TASK DIRECTIONS. Output the whole listing exactly, with no pictures.
___ SUPPLIED DATA
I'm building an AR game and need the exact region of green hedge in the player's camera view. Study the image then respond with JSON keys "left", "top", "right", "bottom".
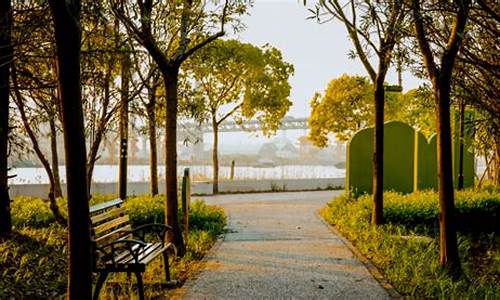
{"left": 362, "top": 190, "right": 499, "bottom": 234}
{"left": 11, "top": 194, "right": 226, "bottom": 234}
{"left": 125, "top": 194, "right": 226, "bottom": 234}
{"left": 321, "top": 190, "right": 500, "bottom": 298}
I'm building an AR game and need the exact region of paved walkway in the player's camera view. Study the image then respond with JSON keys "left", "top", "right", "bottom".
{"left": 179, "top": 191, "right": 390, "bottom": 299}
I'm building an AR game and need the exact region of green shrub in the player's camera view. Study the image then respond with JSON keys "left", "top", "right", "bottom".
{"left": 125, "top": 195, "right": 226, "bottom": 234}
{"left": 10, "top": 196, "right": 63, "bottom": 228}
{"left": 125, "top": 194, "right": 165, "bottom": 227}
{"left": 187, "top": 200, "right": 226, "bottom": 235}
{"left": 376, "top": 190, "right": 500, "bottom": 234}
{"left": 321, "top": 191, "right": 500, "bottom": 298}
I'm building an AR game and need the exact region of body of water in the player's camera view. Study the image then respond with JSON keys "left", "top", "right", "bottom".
______
ANSWER TO THIS TASK.
I'm building an AR game and need the exact region of green hedge in the player's camera view. Study the image then respond with JSON keys "left", "top", "right", "bottom".
{"left": 362, "top": 190, "right": 499, "bottom": 234}
{"left": 11, "top": 194, "right": 226, "bottom": 234}
{"left": 125, "top": 194, "right": 226, "bottom": 234}
{"left": 321, "top": 190, "right": 500, "bottom": 298}
I'm building an AR game and need the exact region of paved walkway in the player's camera view. Study the image then respond with JSON keys "left", "top", "right", "bottom".
{"left": 179, "top": 191, "right": 390, "bottom": 299}
I'm building an AR game and need the exact region of green shrub in the player's camera view. Study the image then respond with JSON keys "left", "top", "right", "bottom".
{"left": 125, "top": 195, "right": 226, "bottom": 234}
{"left": 10, "top": 196, "right": 63, "bottom": 228}
{"left": 125, "top": 194, "right": 165, "bottom": 227}
{"left": 187, "top": 200, "right": 226, "bottom": 235}
{"left": 376, "top": 190, "right": 500, "bottom": 234}
{"left": 321, "top": 191, "right": 500, "bottom": 298}
I'm building an AR game and need the exact region of body of water in the player's camera view. Study the image then respond with JSON keys "left", "top", "right", "bottom".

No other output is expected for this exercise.